--- Start of Data in this exercise ---

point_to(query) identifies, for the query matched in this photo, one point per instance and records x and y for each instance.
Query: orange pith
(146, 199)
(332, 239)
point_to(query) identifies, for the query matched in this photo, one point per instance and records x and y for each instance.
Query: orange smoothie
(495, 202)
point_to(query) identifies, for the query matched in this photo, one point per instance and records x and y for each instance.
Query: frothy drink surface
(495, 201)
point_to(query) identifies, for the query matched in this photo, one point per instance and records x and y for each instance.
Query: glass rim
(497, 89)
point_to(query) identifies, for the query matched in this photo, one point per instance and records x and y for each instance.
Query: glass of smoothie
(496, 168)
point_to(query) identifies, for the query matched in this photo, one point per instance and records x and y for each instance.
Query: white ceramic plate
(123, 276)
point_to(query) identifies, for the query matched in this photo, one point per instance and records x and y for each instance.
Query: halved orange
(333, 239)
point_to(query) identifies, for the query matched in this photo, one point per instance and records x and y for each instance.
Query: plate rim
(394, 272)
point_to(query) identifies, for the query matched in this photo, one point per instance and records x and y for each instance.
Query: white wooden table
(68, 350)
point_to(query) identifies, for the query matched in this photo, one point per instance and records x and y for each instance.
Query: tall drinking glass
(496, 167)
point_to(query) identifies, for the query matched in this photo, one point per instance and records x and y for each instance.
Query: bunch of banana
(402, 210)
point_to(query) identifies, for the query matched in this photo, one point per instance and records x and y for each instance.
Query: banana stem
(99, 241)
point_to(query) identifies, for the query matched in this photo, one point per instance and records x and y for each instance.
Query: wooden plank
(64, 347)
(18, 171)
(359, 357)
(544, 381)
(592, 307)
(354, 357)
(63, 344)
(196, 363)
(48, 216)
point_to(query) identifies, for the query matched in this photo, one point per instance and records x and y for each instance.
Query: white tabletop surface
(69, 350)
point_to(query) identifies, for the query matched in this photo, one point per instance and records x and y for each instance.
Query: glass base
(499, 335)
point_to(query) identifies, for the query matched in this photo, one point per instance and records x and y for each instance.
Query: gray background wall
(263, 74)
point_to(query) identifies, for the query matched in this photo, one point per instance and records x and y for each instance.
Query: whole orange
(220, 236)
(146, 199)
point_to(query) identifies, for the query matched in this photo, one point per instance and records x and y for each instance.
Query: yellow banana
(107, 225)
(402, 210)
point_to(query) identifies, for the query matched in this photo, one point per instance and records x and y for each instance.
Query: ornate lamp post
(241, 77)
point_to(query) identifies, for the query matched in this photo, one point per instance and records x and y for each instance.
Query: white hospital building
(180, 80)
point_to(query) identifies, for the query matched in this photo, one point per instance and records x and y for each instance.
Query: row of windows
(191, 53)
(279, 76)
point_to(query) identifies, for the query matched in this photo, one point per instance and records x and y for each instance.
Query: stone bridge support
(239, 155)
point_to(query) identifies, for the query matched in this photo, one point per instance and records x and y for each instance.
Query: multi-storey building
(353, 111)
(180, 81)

--- End of Data in this exercise ---

Goal:
Return the listing above in its exact form.

Task output:
point_to(query) identifies, for the query matched in this photo, one point per instance and records x and y for each instance.
Query: orange pith
(146, 199)
(332, 239)
point_to(query) identifies, for the query matched in this photo, one point per instance and records x and y for each instance.
Query: orange smoothie
(495, 202)
point_to(query) identifies, for the query matched in this photo, one point per instance and records x and y for each instance.
Query: frothy drink surface
(495, 201)
point_to(query) identifies, for the query matched in this photo, one point per instance and records x and y for each instance.
Query: glass rim
(497, 89)
point_to(query) identifies, for the query matched in this photo, one point per instance and records x and y for each instance.
Query: glass of smoothie
(496, 168)
point_to(query) identifies, for the query matched in this photo, one point per instance and records x and y for each instance.
Query: white ceramic plate
(123, 276)
point_to(query) identifies, for the query matched in this photo, one point per instance and records x and y for each instance.
Query: halved orange
(333, 239)
point_to(query) identifies, for the query matched in this photo, one point per instance and records x and y for each instance.
Query: plate rim
(394, 272)
point_to(query) identifies, for the query matched in this photo, one point per instance and records x and y for each instance.
Query: white wooden table
(68, 350)
point_to(query) identifies, for the query matched in this photo, one point per instance and records x and y for each instance.
Query: tall drinking glass
(496, 167)
point_to(query) identifies, for the query matched in this photo, one point per instance and records x and y for each instance.
Query: bunch of banana
(402, 210)
point_to(query) identifies, for the query matched in this photo, one point per instance and records x and y for each instance.
Query: banana stem
(99, 241)
point_to(query) identifies, for the query matched in this photo, one point per instance and records x and y for each instance.
Query: wooden plank
(64, 347)
(18, 171)
(359, 357)
(544, 381)
(592, 307)
(354, 357)
(63, 344)
(196, 363)
(48, 216)
point_to(query) identifies, for the query matched in this photo, one point per instance and records x and y for each instance.
Query: white tabletop surface
(69, 350)
point_to(query) identifies, for the query matched in this photo, one point per instance and records x and y for each instance.
Query: glass base
(499, 335)
point_to(query) identifies, for the query matched in this photo, one point per instance and records x and y for each instance.
Query: gray background wall
(263, 74)
point_to(query) identifies, for the query matched in this photo, one point per instance and records x and y for each instance.
Query: whole orange
(220, 236)
(146, 199)
point_to(query) identifies, for the query matched in this photo, one point per instance and records x and y for each instance.
Query: yellow banana
(107, 225)
(402, 210)
point_to(query) identifies, for the query matched in this photo, one point per instance and records x and y for each instance.
Query: ornate lamp post
(241, 77)
point_to(query) identifies, for the query matched in this photo, one point per instance and records x and y for each instance.
Query: white hospital building
(180, 80)
point_to(query) identifies, for the query matched in this photo, one point per instance and records x and y for each instance.
Query: row of windows
(191, 53)
(279, 76)
point_to(query) identifies, for the query matched in this photo, one point per instance and records x and y for each instance.
Query: stone bridge support
(239, 155)
point_to(query) identifies, for the query matched in this photo, one point per instance and records x and y for each instance.
Query: multi-storey building
(353, 111)
(180, 81)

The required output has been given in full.